▸ **Lesetext**
"""

Neunzig, Hans A.

Dietrich Fischer-Dieskau

Ein Leben in Bildern

Rubrik: Bücher
Verlag/Label: Henschel, Berlin 2005
erschienen in: das Orchester 07-08/2005 , Seite 80

Es ist eine Huldigung zum 80. Geburtstag, und in gewissem Sinn ist es ein altmodisches Buch. Und so bietet sich auch das alte Wort der „Anmutung“ an, mit der es aufwartet. Es mutet sehr intim an, könnte sich sein Leser doch fühlen wie an der Seite eines Freunds des Hauses, dem es gestattet wurde, die Familienfotos herauszukramen und sie plaudernd herzuzeigen; und es mutet etwas pathetisch an angesichts der Bewunderung, auf die der Leser sich einlassen muss.

"""

▸ **Datenteil**
"""

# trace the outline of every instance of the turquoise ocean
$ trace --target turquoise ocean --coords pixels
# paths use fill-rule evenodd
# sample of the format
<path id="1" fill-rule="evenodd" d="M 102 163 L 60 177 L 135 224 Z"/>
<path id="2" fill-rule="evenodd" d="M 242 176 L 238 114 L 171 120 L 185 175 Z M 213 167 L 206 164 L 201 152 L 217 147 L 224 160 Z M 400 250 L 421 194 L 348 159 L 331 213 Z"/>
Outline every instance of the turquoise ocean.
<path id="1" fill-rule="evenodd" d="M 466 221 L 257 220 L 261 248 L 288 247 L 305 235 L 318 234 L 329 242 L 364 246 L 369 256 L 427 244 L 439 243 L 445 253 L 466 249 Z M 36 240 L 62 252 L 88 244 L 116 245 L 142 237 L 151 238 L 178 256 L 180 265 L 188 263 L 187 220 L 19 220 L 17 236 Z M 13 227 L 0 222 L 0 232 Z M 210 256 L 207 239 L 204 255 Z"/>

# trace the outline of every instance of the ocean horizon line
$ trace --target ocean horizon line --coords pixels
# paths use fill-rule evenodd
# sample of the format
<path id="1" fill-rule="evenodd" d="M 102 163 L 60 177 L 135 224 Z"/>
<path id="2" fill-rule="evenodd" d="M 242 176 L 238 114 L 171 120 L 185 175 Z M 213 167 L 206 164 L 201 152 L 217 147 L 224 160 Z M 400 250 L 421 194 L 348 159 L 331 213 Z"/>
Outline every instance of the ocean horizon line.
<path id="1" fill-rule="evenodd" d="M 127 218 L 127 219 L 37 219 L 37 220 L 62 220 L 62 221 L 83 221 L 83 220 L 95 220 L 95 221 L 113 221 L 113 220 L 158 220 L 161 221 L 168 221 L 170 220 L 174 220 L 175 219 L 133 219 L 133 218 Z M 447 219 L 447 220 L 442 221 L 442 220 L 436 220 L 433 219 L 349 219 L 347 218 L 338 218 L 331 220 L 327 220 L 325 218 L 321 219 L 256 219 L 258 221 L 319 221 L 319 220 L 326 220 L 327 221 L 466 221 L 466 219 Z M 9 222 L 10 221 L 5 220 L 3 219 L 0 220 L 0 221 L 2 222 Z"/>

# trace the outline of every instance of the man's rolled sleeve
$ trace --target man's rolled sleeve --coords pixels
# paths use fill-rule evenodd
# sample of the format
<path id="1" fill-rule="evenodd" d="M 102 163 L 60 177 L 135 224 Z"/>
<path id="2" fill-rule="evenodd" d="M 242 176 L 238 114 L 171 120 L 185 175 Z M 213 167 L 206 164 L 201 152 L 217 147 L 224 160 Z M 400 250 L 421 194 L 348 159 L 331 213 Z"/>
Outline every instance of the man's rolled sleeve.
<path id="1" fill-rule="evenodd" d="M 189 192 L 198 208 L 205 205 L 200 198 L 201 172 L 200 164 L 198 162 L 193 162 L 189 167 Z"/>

"""

▸ **Arbeitsauftrag 1**
Schreiben Sie einen Abschnitt aus der Rezension zum Bildband über Dietrich Fischer-Dieskau ab. Beginnen Sie bei den Worten „Neunzig, Hans A.“ und hören Sie nach „sich einlassen muss.“ auf.
▸ **Arbeitsauftrag 2**
Setzen Sie die Rezension zum Bildband über Dietrich Fischer-Dieskau im Anschluss an ihren letzten Satz fort.

▸ **Übungsergebnis 1**
Neunzig, Hans A.

Dietrich Fischer-Dieskau

Ein Leben in Bildern

Rubrik: Bücher
Verlag/Label: Henschel, Berlin 2005
erschienen in: das Orchester 07-08/2005 , Seite 80

Es ist eine Huldigung zum 80. Geburtstag, und in gewissem Sinn ist es ein altmodisches Buch. Und so bietet sich auch das alte Wort der „Anmutung“ an, mit der es aufwartet. Es mutet sehr intim an, könnte sich sein Leser doch fühlen wie an der Seite eines Freunds des Hauses, dem es gestattet wurde, die Familienfotos herauszukramen und sie plaudernd herzuzeigen; und es mutet etwas pathetisch an angesichts der Bewunderung, auf die der Leser sich einlassen muss.

▸ **Übungsergebnis 2**
Nach der Lektüre kam mir ein Gedanke, der zukünftigen Lesern von Nutzen sein könnte: Wer dieses Buch geschenkt bekommt (und es ist ein prächtiges Geschenk) oder es sich selbst schenkt, dem sei empfohlen, vor dem Lesen seinen Schallplattenschrank nach Musik mit dem Protagonisten dieser Biografie zu durchforsten und sie beim Lesen aufzulegen. Mir persönlich ging es nämlich so, dass mir bei aller Intimität die Person des Dietrich Fischer-Dieskau eigentümlich fremd geblieben ist. Keine Sorge, das Buch wird nicht unzulässig vom Hören ablenken! Es ist ja vornehmlich ein Bilderbuch, und die Texte, so unerlässlich sie fürs Verständnis der Bilder sind, lesen sich leicht in ihrem Erzählton.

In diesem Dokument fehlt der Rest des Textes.